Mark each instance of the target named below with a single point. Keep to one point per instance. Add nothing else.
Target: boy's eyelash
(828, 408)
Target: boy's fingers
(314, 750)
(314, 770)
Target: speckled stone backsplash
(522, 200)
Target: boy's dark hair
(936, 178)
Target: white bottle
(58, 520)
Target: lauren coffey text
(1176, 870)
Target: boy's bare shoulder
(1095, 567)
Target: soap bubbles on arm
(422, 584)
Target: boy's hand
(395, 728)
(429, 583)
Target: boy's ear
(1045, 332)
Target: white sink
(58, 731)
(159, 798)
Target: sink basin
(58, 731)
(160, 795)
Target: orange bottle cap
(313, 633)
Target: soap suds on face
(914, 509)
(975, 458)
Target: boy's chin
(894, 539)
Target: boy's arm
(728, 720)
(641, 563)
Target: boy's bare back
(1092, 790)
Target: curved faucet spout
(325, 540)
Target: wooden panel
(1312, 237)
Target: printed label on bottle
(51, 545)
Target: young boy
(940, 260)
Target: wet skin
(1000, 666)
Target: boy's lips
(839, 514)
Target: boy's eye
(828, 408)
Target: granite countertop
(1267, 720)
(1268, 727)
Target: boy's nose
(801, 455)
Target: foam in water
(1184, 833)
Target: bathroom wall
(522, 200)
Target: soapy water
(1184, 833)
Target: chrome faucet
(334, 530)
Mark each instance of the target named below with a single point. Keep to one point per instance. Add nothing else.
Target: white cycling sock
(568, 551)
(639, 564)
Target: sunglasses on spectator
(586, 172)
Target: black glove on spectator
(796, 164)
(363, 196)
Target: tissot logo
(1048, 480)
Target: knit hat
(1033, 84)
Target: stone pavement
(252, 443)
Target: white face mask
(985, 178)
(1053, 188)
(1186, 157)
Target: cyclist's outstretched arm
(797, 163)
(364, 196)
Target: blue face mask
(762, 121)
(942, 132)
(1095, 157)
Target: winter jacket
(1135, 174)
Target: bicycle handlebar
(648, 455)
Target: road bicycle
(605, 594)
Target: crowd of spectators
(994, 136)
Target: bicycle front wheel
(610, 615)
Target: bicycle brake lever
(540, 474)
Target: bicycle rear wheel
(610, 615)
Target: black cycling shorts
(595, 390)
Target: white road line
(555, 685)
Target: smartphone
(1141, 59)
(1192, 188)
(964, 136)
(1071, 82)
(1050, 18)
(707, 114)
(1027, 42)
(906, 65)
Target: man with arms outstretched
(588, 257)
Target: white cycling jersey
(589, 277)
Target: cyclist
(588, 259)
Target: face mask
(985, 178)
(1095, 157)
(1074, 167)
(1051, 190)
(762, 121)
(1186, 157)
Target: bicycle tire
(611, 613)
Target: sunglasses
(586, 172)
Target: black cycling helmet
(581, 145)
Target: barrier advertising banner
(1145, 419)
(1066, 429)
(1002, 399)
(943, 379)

→ Given instruction: Output every line of the data above as a JSON list of strings, one string per line, skipping any blank lines.

→ Result of this task:
[
  "Mark each instance of the target named below with a single point. Keep to one point per instance. Add nothing else.",
  "Target: boy's eyelash",
  "(828, 408)",
  "Target: boy's fingers",
  "(314, 750)",
  "(314, 770)",
  "Target: speckled stone backsplash",
  "(522, 200)",
  "Target: boy's dark hair",
  "(936, 178)",
  "Target: white bottle",
  "(58, 520)",
  "Target: lauren coffey text",
  "(1176, 870)",
  "Target: boy's bare shoulder",
  "(1095, 567)",
  "Target: soap bubbles on arm",
  "(422, 584)",
  "Target: boy's hand",
  "(395, 728)",
  "(429, 583)",
  "Target: boy's ear",
  "(1045, 332)",
  "Target: white sink",
  "(58, 731)",
  "(159, 798)",
  "Target: sink basin",
  "(58, 731)",
  "(160, 795)",
  "Target: orange bottle cap",
  "(313, 633)",
  "Target: soap suds on face",
  "(914, 509)",
  "(975, 458)",
  "Target: boy's chin",
  "(894, 539)",
  "Target: boy's arm",
  "(728, 720)",
  "(641, 563)",
  "Target: boy's bare back",
  "(1092, 790)",
  "Target: curved faucet spout",
  "(325, 540)",
  "Target: wooden panel",
  "(1312, 237)",
  "Target: printed label on bottle",
  "(51, 545)",
  "Target: young boy",
  "(940, 260)",
  "Target: wet skin",
  "(1000, 666)",
  "Target: boy's lips",
  "(839, 514)",
  "Target: boy's eye",
  "(828, 408)",
  "Target: granite countertop",
  "(1267, 720)",
  "(1268, 727)",
  "Target: boy's nose",
  "(801, 455)",
  "Target: foam in water",
  "(1184, 833)",
  "Target: bathroom wall",
  "(522, 200)",
  "Target: soapy water",
  "(1184, 833)",
  "Target: chrome faucet",
  "(334, 530)",
  "Mark each instance of the target named below with a single point. Keep to one point per instance. Add nothing else.",
  "Target: white cycling sock",
  "(568, 551)",
  "(639, 564)",
  "Target: sunglasses on spectator",
  "(586, 172)",
  "Target: black glove on spectator",
  "(796, 164)",
  "(363, 196)",
  "Target: tissot logo",
  "(1048, 480)",
  "Target: knit hat",
  "(1033, 84)",
  "Target: stone pavement",
  "(252, 443)",
  "Target: white face mask",
  "(985, 178)",
  "(1053, 188)",
  "(1186, 157)",
  "Target: cyclist's outstretched arm",
  "(797, 163)",
  "(364, 196)",
  "Target: blue face mask",
  "(762, 121)",
  "(942, 132)",
  "(1095, 157)",
  "Target: winter jacket",
  "(1135, 174)",
  "Target: bicycle handlebar",
  "(648, 455)",
  "Target: road bicycle",
  "(605, 594)",
  "Target: crowd of spectators",
  "(994, 136)",
  "Target: bicycle front wheel",
  "(610, 615)",
  "Target: bicycle brake lever",
  "(540, 474)",
  "Target: bicycle rear wheel",
  "(610, 615)",
  "Target: black cycling shorts",
  "(595, 390)",
  "Target: white road line",
  "(555, 685)",
  "Target: smartphone",
  "(1141, 59)",
  "(1192, 188)",
  "(964, 136)",
  "(1071, 82)",
  "(1050, 18)",
  "(707, 114)",
  "(1027, 42)",
  "(906, 65)",
  "Target: man with arms outstretched",
  "(588, 257)",
  "Target: white cycling jersey",
  "(589, 277)",
  "Target: cyclist",
  "(588, 259)",
  "Target: face mask",
  "(985, 178)",
  "(1095, 157)",
  "(1074, 167)",
  "(1051, 190)",
  "(762, 121)",
  "(1186, 157)",
  "Target: bicycle tire",
  "(611, 613)",
  "Target: sunglasses",
  "(586, 172)",
  "Target: black cycling helmet",
  "(581, 145)",
  "Target: barrier advertising banner",
  "(1145, 419)",
  "(1066, 429)",
  "(1002, 399)",
  "(943, 379)"
]